• [EXERCISE GOAL]
Make an exact copy of the listing, without images.

### MATERIAL FOR THIS TASK

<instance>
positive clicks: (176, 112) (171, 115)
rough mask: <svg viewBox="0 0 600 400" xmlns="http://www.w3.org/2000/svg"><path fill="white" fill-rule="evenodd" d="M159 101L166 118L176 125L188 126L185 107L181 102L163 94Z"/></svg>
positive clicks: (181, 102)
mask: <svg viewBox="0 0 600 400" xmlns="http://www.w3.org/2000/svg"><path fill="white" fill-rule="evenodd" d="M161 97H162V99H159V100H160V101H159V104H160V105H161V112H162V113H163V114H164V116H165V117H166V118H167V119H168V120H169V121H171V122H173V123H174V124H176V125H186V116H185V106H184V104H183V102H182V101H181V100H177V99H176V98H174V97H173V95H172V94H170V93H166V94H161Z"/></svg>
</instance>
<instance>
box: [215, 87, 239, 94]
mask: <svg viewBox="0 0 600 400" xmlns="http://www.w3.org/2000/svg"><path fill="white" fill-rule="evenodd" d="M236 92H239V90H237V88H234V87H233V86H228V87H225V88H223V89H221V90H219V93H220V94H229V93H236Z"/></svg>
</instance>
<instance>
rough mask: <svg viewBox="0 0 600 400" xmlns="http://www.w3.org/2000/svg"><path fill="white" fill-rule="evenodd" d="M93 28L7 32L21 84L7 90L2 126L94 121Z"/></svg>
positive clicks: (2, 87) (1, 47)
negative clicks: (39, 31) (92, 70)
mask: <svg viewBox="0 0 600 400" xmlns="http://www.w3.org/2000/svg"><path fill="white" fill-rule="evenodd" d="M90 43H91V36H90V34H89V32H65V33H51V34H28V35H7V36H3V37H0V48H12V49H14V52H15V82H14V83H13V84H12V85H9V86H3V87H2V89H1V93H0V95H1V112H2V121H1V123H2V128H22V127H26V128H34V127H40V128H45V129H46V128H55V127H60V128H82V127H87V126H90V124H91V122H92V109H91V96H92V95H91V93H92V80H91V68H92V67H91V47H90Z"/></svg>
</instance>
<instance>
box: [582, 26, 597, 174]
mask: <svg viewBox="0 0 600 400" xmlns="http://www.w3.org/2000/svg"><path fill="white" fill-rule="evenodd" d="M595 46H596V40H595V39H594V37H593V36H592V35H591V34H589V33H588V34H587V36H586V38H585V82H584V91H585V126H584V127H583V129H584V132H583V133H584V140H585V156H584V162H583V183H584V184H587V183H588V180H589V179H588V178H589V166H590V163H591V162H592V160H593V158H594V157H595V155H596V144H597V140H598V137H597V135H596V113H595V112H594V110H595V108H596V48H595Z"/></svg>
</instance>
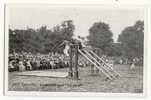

######

• [WRITTEN RESPONSE]
<instance>
positive clicks: (176, 112) (171, 115)
rough mask: <svg viewBox="0 0 600 400" xmlns="http://www.w3.org/2000/svg"><path fill="white" fill-rule="evenodd" d="M159 101L166 118L176 125L188 126L185 107L181 102L163 94Z"/></svg>
positive clicks: (181, 102)
mask: <svg viewBox="0 0 600 400" xmlns="http://www.w3.org/2000/svg"><path fill="white" fill-rule="evenodd" d="M161 97H162V99H159V100H160V101H159V104H160V105H161V112H162V113H163V114H164V116H165V117H166V118H167V119H168V120H169V121H171V122H173V123H174V124H176V125H186V116H185V106H184V104H183V102H182V101H181V100H177V99H176V98H174V97H173V95H172V94H170V93H166V94H161Z"/></svg>
</instance>
<instance>
box: [215, 87, 239, 94]
mask: <svg viewBox="0 0 600 400" xmlns="http://www.w3.org/2000/svg"><path fill="white" fill-rule="evenodd" d="M236 92H239V90H237V88H234V87H233V86H228V87H225V88H223V89H221V90H219V93H220V94H229V93H236Z"/></svg>
</instance>
<instance>
rough mask: <svg viewBox="0 0 600 400" xmlns="http://www.w3.org/2000/svg"><path fill="white" fill-rule="evenodd" d="M93 28L7 32L21 84L7 90L2 126L94 121Z"/></svg>
positive clicks: (2, 87) (1, 47)
negative clicks: (39, 31) (92, 70)
mask: <svg viewBox="0 0 600 400" xmlns="http://www.w3.org/2000/svg"><path fill="white" fill-rule="evenodd" d="M90 43H91V36H90V34H89V32H65V33H51V34H28V35H7V36H3V37H0V48H12V49H14V52H15V82H14V83H13V84H12V85H9V86H3V87H2V89H1V93H0V95H1V112H2V121H1V123H2V128H22V127H26V128H34V127H40V128H45V129H46V128H55V127H60V128H82V127H87V126H90V124H91V122H92V109H91V96H92V95H91V93H92V80H91V68H92V67H91V47H90Z"/></svg>
</instance>
<instance>
box: [582, 26, 597, 174]
mask: <svg viewBox="0 0 600 400" xmlns="http://www.w3.org/2000/svg"><path fill="white" fill-rule="evenodd" d="M595 46H596V40H595V39H594V37H593V36H592V35H591V34H589V33H588V34H587V36H586V38H585V82H584V91H585V126H584V127H583V129H584V132H583V133H584V140H585V156H584V162H583V183H584V184H587V183H588V180H589V179H588V178H589V166H590V163H591V162H592V160H593V158H594V157H595V155H596V144H597V140H598V137H597V135H596V113H595V112H594V110H595V108H596V48H595Z"/></svg>
</instance>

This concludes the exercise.